Carry on the court judgment excerpt on vexatious actions from its final sentence.

Source passage
=====
45. As was accepted in the skeleton argument by Dr Matthews' counsel, the actions were clearly vexatious. It was not surprising that they were usually struck out. They were then followed by an unsuccessful appeal. In summary, the position is that of the 33 actions which were brought, 25 have been struck out or summarily dismissed, four failed on their merits, and in one there was acceptance of a payment into court. In three actions Grepe and Loam orders were made, preventing Dr Matthews from taking any further steps in the actions. As Lord Justice Rose points out, as at all times Dr Matthews "appears to have been on income support and therefore exempt from court fees" there "has been no realistic prospect of those whom Dr Matthews sued unsuccessfully recovering costs against him."

The Merits

46. I commence with Mr Covey. I will deal with his main grounds in turn insofar as I have not already dealt with them.
=====
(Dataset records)
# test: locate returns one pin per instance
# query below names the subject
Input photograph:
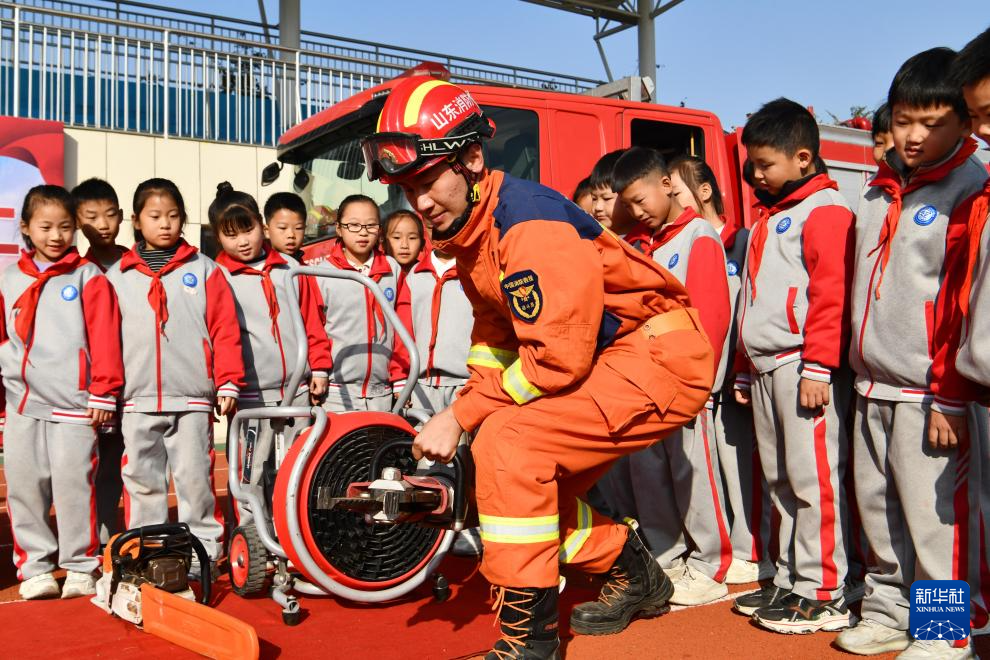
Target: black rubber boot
(635, 588)
(528, 618)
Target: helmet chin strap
(473, 195)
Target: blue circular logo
(925, 216)
(70, 293)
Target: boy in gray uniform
(793, 330)
(915, 475)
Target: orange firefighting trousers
(534, 462)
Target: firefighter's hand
(814, 393)
(946, 431)
(439, 438)
(317, 389)
(99, 417)
(226, 405)
(743, 397)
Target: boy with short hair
(916, 480)
(285, 223)
(880, 131)
(793, 332)
(674, 488)
(98, 215)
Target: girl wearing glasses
(364, 348)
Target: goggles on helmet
(394, 154)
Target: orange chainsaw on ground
(146, 576)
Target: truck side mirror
(271, 173)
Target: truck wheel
(248, 574)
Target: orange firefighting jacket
(550, 288)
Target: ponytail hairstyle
(233, 211)
(695, 172)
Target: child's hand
(814, 393)
(743, 397)
(99, 417)
(317, 390)
(226, 405)
(946, 431)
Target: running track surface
(416, 627)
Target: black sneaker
(794, 614)
(768, 594)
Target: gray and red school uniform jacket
(907, 223)
(735, 241)
(182, 343)
(51, 369)
(794, 302)
(366, 354)
(690, 248)
(440, 318)
(268, 337)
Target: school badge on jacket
(524, 295)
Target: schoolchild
(285, 223)
(675, 484)
(263, 295)
(793, 337)
(695, 187)
(916, 443)
(62, 373)
(404, 239)
(362, 342)
(182, 360)
(98, 216)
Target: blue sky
(727, 56)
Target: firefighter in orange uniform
(583, 350)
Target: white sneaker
(869, 637)
(468, 543)
(696, 588)
(40, 586)
(676, 570)
(940, 649)
(78, 584)
(742, 572)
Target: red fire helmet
(423, 122)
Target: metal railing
(128, 66)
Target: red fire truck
(550, 137)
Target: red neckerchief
(759, 232)
(426, 265)
(379, 268)
(27, 303)
(272, 259)
(156, 292)
(91, 256)
(891, 183)
(667, 232)
(979, 207)
(729, 231)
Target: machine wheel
(248, 574)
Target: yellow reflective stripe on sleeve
(481, 355)
(497, 529)
(576, 539)
(515, 384)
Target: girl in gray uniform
(364, 363)
(53, 301)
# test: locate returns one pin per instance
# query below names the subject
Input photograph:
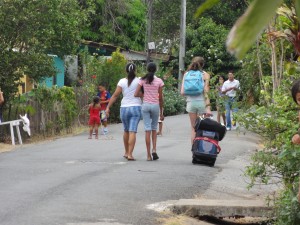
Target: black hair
(149, 77)
(130, 69)
(96, 100)
(217, 81)
(197, 63)
(295, 89)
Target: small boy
(104, 96)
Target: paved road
(76, 181)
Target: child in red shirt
(104, 96)
(94, 121)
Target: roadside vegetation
(266, 63)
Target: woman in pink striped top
(152, 107)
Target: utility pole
(182, 43)
(149, 27)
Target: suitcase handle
(209, 140)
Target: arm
(113, 99)
(138, 91)
(161, 103)
(206, 91)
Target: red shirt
(104, 96)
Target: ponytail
(130, 69)
(149, 77)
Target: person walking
(152, 107)
(94, 121)
(220, 104)
(230, 88)
(130, 111)
(104, 96)
(1, 105)
(200, 103)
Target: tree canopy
(29, 31)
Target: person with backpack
(230, 88)
(152, 107)
(195, 87)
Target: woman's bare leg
(126, 140)
(131, 144)
(148, 144)
(193, 117)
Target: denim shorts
(196, 106)
(130, 117)
(150, 116)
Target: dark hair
(149, 77)
(295, 89)
(130, 70)
(196, 64)
(96, 100)
(217, 81)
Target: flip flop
(154, 156)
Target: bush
(276, 122)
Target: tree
(117, 22)
(29, 31)
(207, 39)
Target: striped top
(151, 90)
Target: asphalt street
(77, 181)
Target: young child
(296, 138)
(104, 96)
(94, 121)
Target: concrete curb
(221, 208)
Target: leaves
(205, 6)
(248, 27)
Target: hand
(107, 112)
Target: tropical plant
(205, 38)
(118, 22)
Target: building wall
(59, 78)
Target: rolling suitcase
(206, 147)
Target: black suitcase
(206, 147)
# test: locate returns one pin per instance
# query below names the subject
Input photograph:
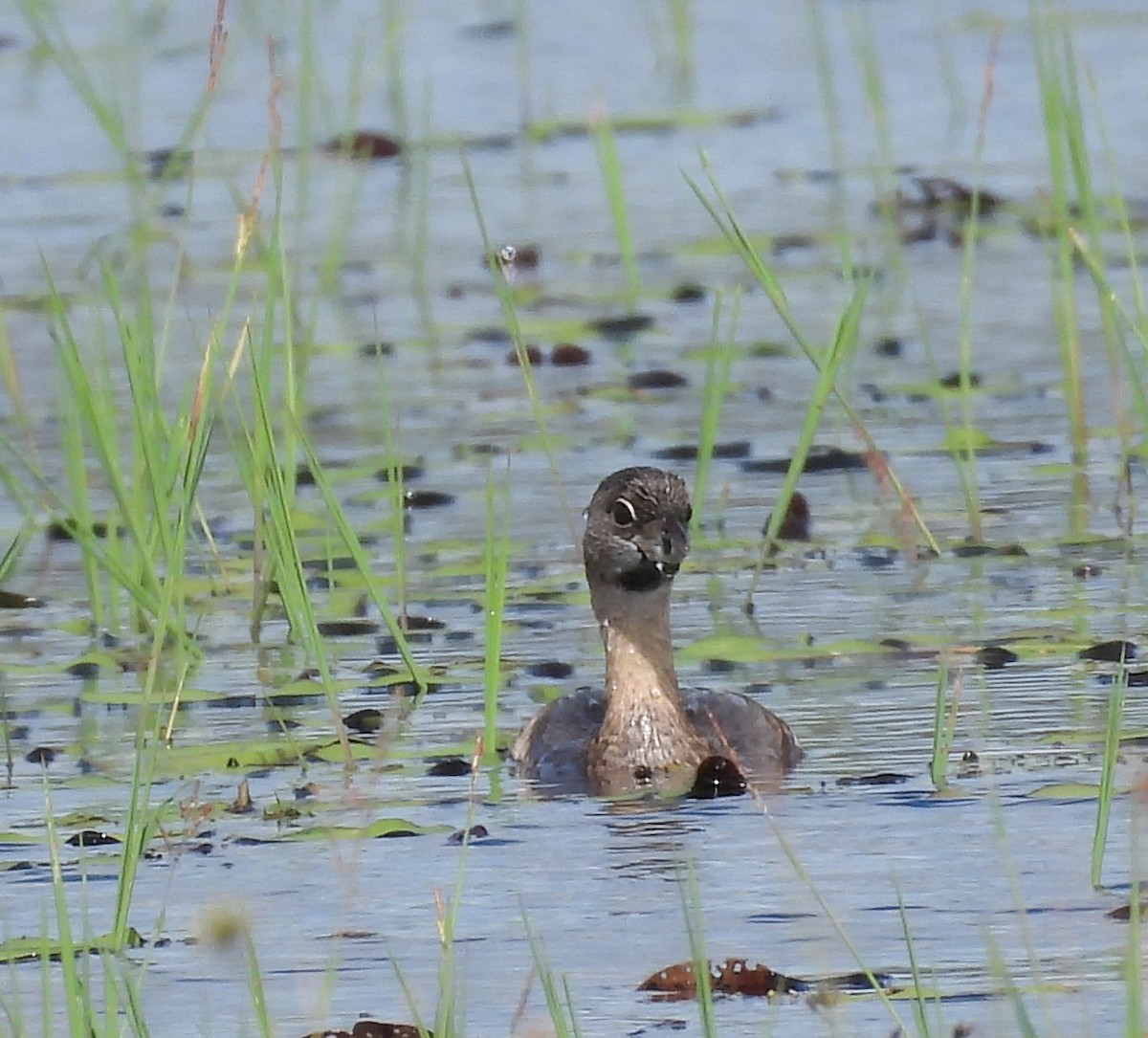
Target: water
(992, 870)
=====
Expected answer
Article 6

47. Article 6 is central to the majority of Mr Covey's contentions. There is no doubt that it is necessary for the court to ensure that before any section 42 order is made, Article 6(1) is complied with. Mr Covey is entitled to a fair opportunity to put his case before a court which is independent and impartial, and to know the case which he has to meet. He challenges that this has happened. First, he complained about the time limits which were imposed by the Divisional Court. As submitted on behalf of the Attorney General in a skeleton argument prepared by Mr Eadie, a fair and reasonable opportunity does not involve an unlimited and uncontrolled opportunity to address the court. There is inherent in the Convention as a whole the need to balance the interests of the individual against the interests of the general community. If Mr Covey was given unlimited time to make oral submissions, this would be to prejudice other litigants who are waiting to have their cases heard and result in unnecessary expense to the justice system. The Divisional Court allowed him to produce a further 60-page skeleton. The court retired to try and digest that skeleton argument. It is not required to try and digest unlimited written material. Mr Covey had ample opportunity to put forward his case. He has suffered no prejudice since everything which was relevant was placed before the court.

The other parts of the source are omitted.